Given exercise A
Name every person mentioned in the book review below.
# Document segment start
The Edge of the World: How the North Sea Made Us Who We Are by Michael Pye - book review: Voyage of discovery rescues the Dark Ages from obscurity

The Scottish Referendum prompted much soul-searching about Britain's place in the world. The Scots, it seemed, were looking warmly at Scandinavia. Michael Pye's book reminds us of a time when all the North Sea nations shared a culture. It was admittedly a long time ago but this is the kind of book that can open up new vistas.

Pye begins obliquely and brilliantly by considering the beginning of "the seaside" cult in the early 18th century, at the end of the North Sea relationship as far as Britain was concerned. Imperial Britain might have boasted of its mastery of the oceans, but it forgot or disdained its local sea and those who lived just across it. Against that, Pye writes of a time when it was quicker, easier, and more profitable to travel from Frisia to York than from London to York.

His alternative route to modernity goes not through the Renaissance but via the trading culture of the Lowlands, and he sets out to rescue the period between the collapse of Rome and the middle Ages from its contemptuous tag – the Dark Ages – and its monks-and-barbarians stereotype. The life of trade and invention wasn't nearly as moribund as is commonly supposed.

The Lowlands feature heavily in the book: Pye roots out the source of those swept-clean, 17th-century courtyards of Pieter de Hooch we so admire, tracing the line through land reclamation, cattle and butter. By the 17th century half the population of Holland kept cattle, and butter making was a cottage industry. Butter requires extreme cleanliness. As he says, even before Calvin, Holland was the cleanest, tidiest, primmest nation on earth.
# Document segment end
# Material shown start
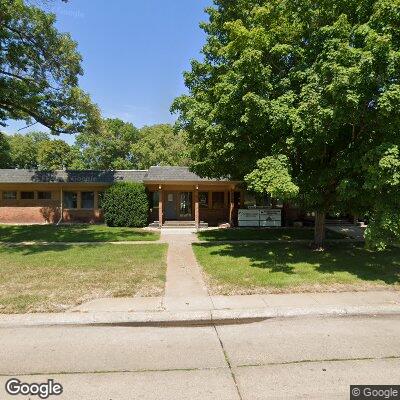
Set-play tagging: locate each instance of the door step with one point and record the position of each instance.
(179, 225)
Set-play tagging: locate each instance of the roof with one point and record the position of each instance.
(33, 176)
(173, 174)
(154, 174)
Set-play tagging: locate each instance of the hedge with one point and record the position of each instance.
(125, 204)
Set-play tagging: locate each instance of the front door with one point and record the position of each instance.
(185, 205)
(170, 206)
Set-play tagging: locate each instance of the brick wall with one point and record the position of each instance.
(28, 215)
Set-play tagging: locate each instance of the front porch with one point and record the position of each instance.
(193, 205)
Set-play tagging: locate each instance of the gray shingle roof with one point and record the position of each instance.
(154, 174)
(159, 174)
(32, 176)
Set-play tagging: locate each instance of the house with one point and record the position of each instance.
(175, 194)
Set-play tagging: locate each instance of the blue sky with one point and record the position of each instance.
(134, 53)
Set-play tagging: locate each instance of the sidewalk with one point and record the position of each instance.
(185, 288)
(222, 310)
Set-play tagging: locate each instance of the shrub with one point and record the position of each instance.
(125, 204)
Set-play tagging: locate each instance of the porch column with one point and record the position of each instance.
(231, 206)
(160, 206)
(196, 207)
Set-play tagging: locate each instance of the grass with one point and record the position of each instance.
(292, 267)
(72, 233)
(51, 278)
(263, 234)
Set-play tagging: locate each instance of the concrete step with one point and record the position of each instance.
(338, 222)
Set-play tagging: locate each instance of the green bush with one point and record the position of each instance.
(125, 204)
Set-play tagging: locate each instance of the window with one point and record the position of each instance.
(27, 195)
(44, 195)
(87, 199)
(155, 198)
(70, 200)
(218, 199)
(203, 199)
(9, 195)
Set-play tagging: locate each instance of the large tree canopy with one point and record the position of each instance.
(110, 149)
(39, 70)
(160, 145)
(5, 158)
(24, 149)
(314, 81)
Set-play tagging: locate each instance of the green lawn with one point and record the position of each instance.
(263, 234)
(72, 233)
(289, 267)
(42, 278)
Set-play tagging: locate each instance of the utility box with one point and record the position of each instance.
(270, 218)
(249, 218)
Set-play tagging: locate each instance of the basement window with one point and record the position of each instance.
(11, 195)
(44, 195)
(87, 200)
(70, 200)
(27, 195)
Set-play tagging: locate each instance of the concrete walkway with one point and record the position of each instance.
(185, 288)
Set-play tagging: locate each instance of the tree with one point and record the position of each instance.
(313, 82)
(39, 70)
(160, 145)
(24, 149)
(55, 154)
(5, 158)
(112, 148)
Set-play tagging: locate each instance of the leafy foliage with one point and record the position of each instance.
(24, 149)
(272, 176)
(160, 145)
(55, 154)
(5, 159)
(125, 204)
(317, 83)
(39, 69)
(111, 148)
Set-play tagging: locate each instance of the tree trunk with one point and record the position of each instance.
(319, 233)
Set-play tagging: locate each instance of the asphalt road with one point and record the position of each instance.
(309, 358)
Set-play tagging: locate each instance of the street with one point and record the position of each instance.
(310, 358)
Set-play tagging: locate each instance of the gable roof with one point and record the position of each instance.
(154, 174)
(173, 174)
(33, 176)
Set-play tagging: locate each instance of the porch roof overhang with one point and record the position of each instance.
(191, 183)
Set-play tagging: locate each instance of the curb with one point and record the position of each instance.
(188, 318)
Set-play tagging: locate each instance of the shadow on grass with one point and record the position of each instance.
(71, 233)
(287, 258)
(27, 250)
(264, 234)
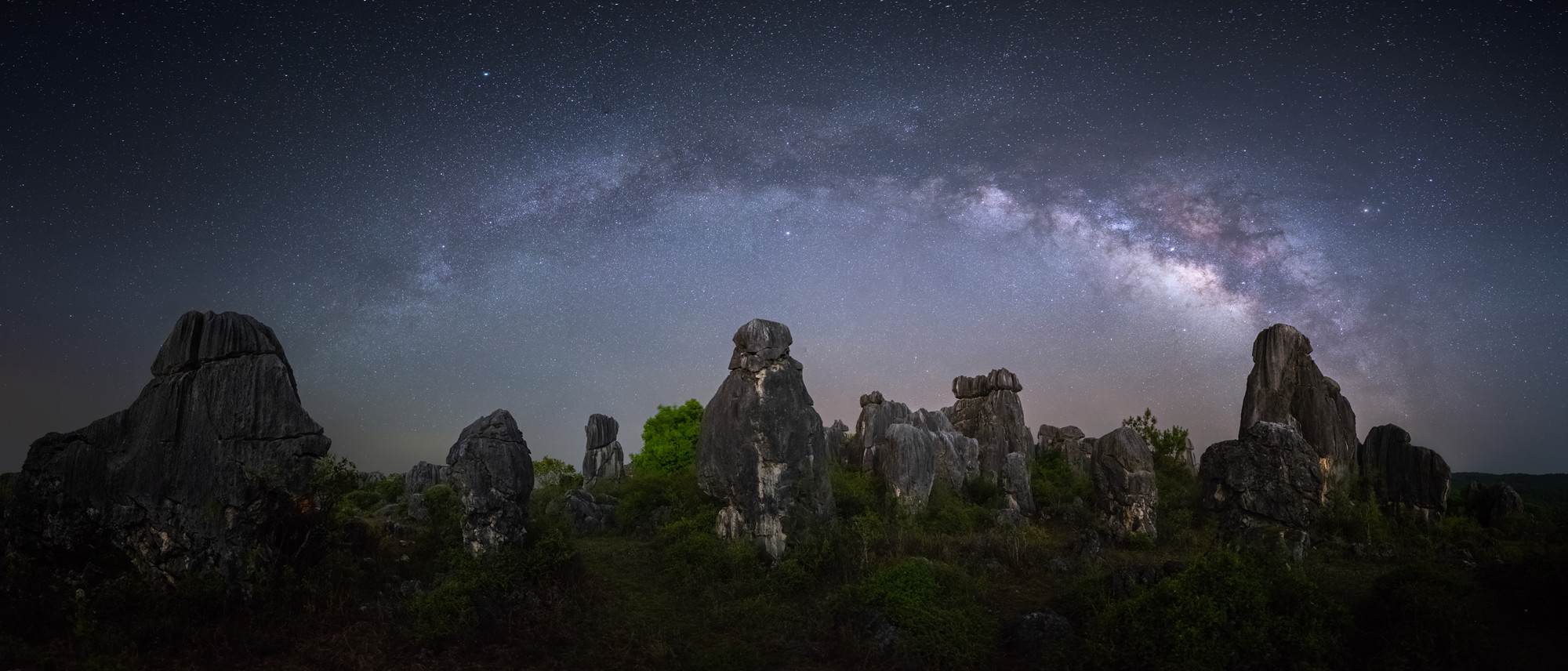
# Material shown end
Given exercise B
Locate each line in the entries above that contains the string "front" and copy those lines. Case counts.

Right answer A
Michael Pye, Pieter de Hooch, Calvin

Right answer B
Set-play tagging: locate each instance of the front door with one point and record the position of each instance.
Set-play tagging: locate each instance of the front porch with one point and record the position of each instance.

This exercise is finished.